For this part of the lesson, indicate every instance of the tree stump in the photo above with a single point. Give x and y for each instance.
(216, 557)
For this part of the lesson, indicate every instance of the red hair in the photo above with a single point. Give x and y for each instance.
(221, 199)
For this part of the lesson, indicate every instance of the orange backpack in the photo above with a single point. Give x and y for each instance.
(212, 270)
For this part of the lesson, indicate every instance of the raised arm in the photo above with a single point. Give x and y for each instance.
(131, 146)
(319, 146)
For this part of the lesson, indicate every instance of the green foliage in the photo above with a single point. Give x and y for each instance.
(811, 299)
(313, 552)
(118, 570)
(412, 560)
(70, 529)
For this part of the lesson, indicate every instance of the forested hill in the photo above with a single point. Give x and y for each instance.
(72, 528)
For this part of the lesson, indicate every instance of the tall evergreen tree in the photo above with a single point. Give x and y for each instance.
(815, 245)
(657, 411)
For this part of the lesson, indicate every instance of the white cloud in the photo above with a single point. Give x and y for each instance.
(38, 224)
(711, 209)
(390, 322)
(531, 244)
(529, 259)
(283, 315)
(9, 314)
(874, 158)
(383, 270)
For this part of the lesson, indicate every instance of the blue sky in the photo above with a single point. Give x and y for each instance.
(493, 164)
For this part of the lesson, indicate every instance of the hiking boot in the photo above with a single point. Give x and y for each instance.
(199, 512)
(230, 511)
* * *
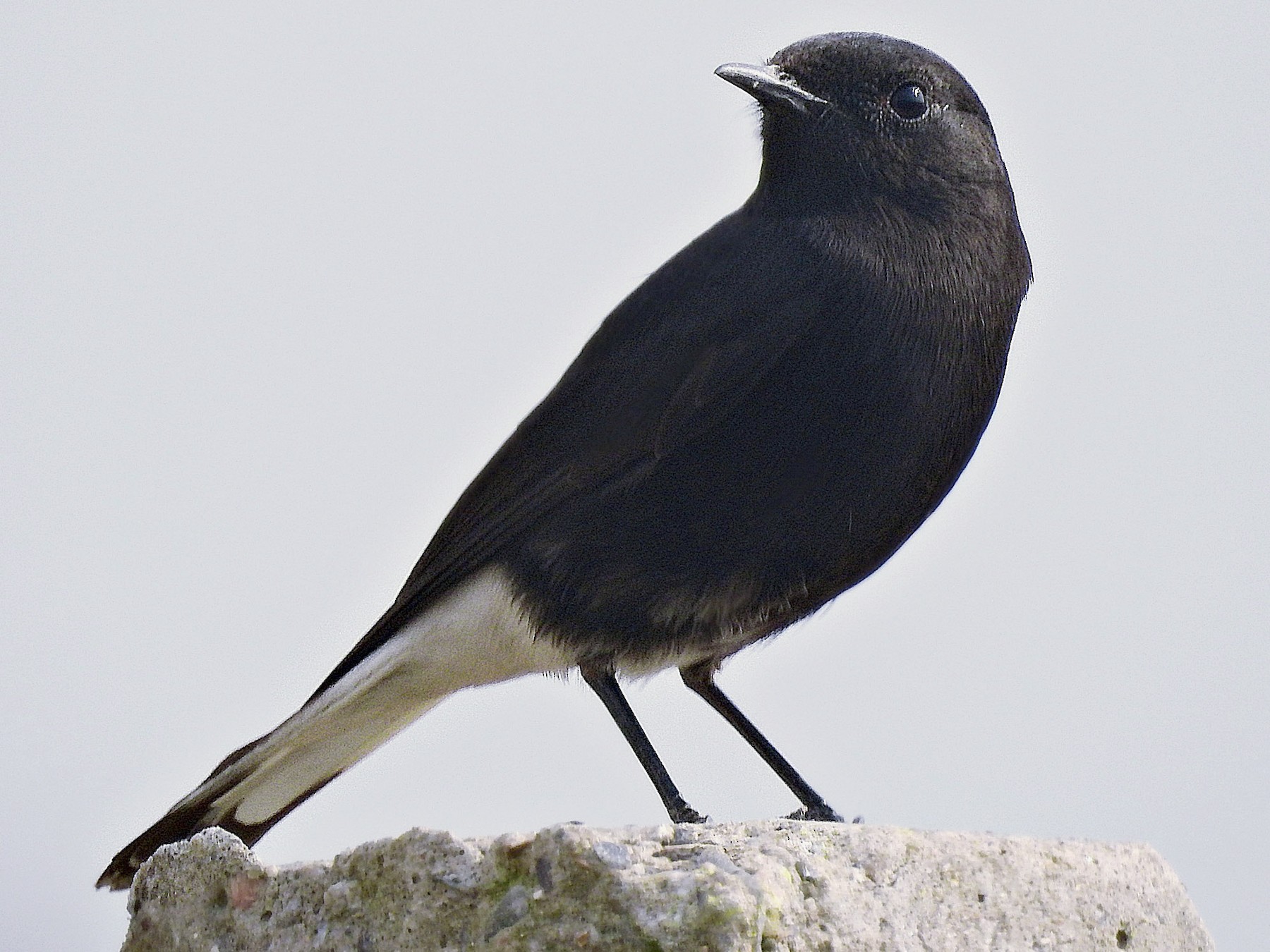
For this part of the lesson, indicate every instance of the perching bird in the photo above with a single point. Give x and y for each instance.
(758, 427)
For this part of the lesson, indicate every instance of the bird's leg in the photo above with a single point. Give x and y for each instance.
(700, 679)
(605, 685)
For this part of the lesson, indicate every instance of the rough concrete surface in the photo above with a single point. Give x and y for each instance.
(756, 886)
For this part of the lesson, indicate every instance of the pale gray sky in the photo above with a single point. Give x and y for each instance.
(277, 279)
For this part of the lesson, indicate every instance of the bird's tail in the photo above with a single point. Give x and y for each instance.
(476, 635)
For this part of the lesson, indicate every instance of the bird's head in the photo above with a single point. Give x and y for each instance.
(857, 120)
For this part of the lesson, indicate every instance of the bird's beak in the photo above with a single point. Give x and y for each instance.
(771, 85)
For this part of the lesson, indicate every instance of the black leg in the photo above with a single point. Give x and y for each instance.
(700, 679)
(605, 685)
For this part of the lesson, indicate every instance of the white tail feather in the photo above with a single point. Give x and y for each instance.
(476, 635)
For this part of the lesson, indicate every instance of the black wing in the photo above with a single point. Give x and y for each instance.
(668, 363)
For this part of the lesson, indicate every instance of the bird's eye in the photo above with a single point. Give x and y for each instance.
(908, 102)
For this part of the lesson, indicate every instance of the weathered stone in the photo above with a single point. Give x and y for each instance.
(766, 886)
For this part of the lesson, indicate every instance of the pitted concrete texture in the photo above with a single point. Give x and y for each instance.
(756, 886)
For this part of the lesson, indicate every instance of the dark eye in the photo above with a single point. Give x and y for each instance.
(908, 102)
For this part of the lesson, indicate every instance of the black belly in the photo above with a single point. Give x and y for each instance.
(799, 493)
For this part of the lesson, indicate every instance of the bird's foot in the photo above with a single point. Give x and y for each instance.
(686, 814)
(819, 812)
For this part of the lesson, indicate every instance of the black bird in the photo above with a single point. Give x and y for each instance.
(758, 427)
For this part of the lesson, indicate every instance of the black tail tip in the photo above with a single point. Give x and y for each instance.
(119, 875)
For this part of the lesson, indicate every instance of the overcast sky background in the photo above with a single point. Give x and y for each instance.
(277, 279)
--
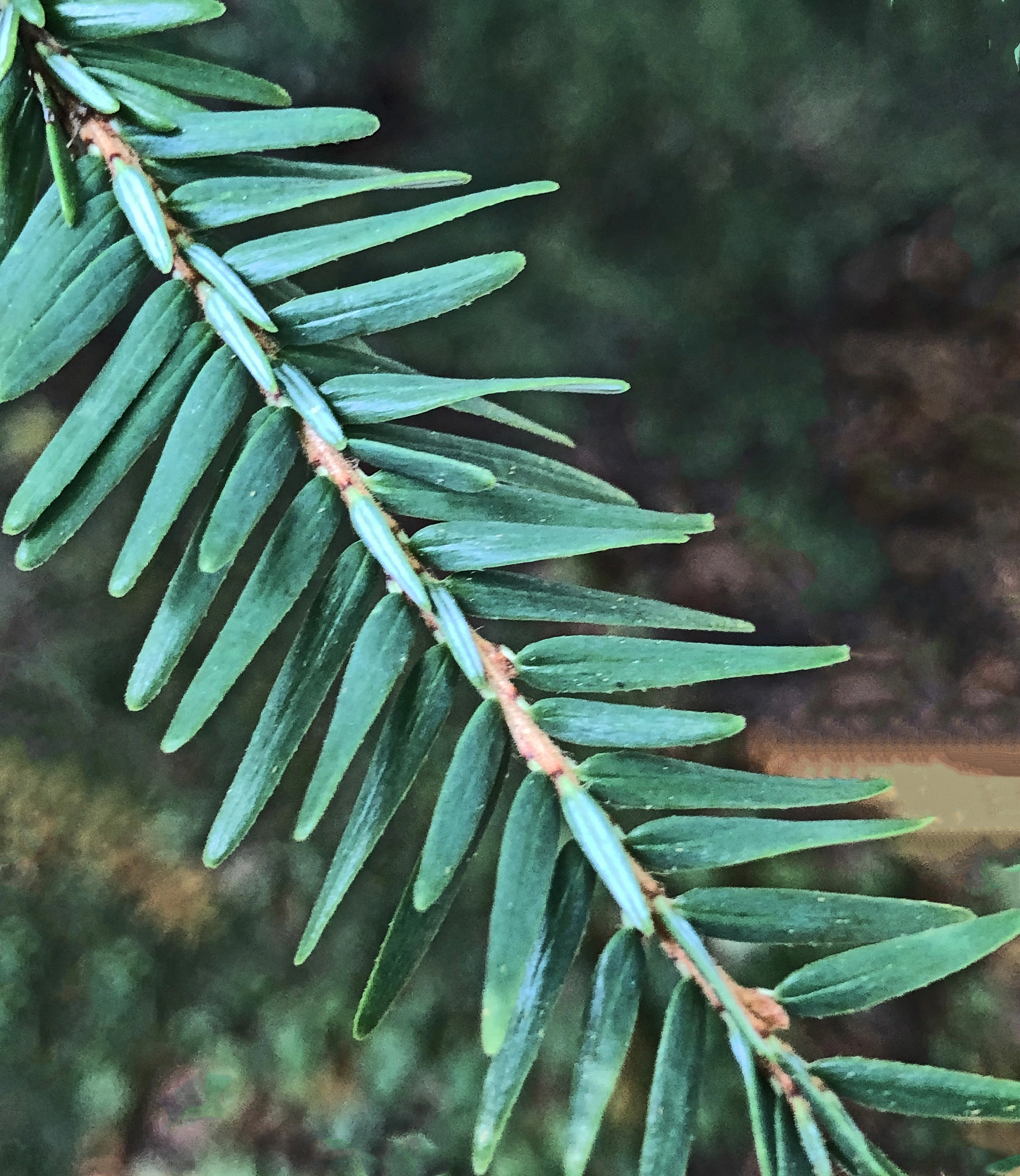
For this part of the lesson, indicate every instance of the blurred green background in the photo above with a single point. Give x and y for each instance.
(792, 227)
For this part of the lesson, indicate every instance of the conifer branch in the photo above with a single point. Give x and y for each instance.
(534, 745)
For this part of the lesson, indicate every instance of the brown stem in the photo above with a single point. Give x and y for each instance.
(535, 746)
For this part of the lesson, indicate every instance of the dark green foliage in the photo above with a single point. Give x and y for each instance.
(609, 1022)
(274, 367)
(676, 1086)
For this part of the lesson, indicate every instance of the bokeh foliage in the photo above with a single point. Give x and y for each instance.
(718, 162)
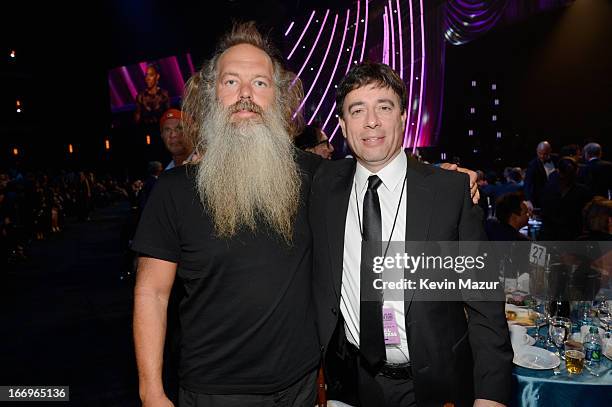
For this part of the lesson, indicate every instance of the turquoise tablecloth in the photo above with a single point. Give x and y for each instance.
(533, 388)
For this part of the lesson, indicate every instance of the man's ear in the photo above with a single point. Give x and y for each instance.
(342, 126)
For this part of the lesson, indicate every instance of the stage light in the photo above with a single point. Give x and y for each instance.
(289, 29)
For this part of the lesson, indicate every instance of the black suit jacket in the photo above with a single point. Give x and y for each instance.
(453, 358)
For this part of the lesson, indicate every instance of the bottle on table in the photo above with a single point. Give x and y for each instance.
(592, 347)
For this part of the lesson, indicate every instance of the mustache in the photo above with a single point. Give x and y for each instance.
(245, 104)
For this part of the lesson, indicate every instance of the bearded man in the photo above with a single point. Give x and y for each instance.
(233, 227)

→ TASK TO COMPLETE: Find every line above that contains the string "background" and copy each one.

→ WRITTEN RESPONSE:
For this part of the lesson, indicate every instance of the overcast sky background in the photo above with a single point. Give x and y for each instance.
For this part of the lesson, indicate every instance of the blurred green background in the photo above with a single point. Give x and y for each instance.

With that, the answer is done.